Your instructions
Reproduce every one of the following entries line for line, without altering anything.

>> start Input records

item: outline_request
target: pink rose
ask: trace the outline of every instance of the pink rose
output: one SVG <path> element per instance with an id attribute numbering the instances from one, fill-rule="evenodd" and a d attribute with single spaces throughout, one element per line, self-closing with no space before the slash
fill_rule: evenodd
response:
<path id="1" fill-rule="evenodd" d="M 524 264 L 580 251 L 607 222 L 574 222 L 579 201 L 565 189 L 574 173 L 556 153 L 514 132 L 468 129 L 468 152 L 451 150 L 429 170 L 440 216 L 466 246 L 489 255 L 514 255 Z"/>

>> end Input records

Response
item: outline_request
target: pink rose
ask: trace the outline of every instance of the pink rose
output: one SVG <path> element per instance with an id attribute numbering the instances from one, fill-rule="evenodd" and a d attribute with single spaces throughout, one element per line, self-closing with no space before the slash
fill_rule: evenodd
response:
<path id="1" fill-rule="evenodd" d="M 524 264 L 580 251 L 607 222 L 574 222 L 579 201 L 565 189 L 574 173 L 556 153 L 514 132 L 468 129 L 468 152 L 451 150 L 429 170 L 440 216 L 466 246 L 489 255 L 514 255 Z"/>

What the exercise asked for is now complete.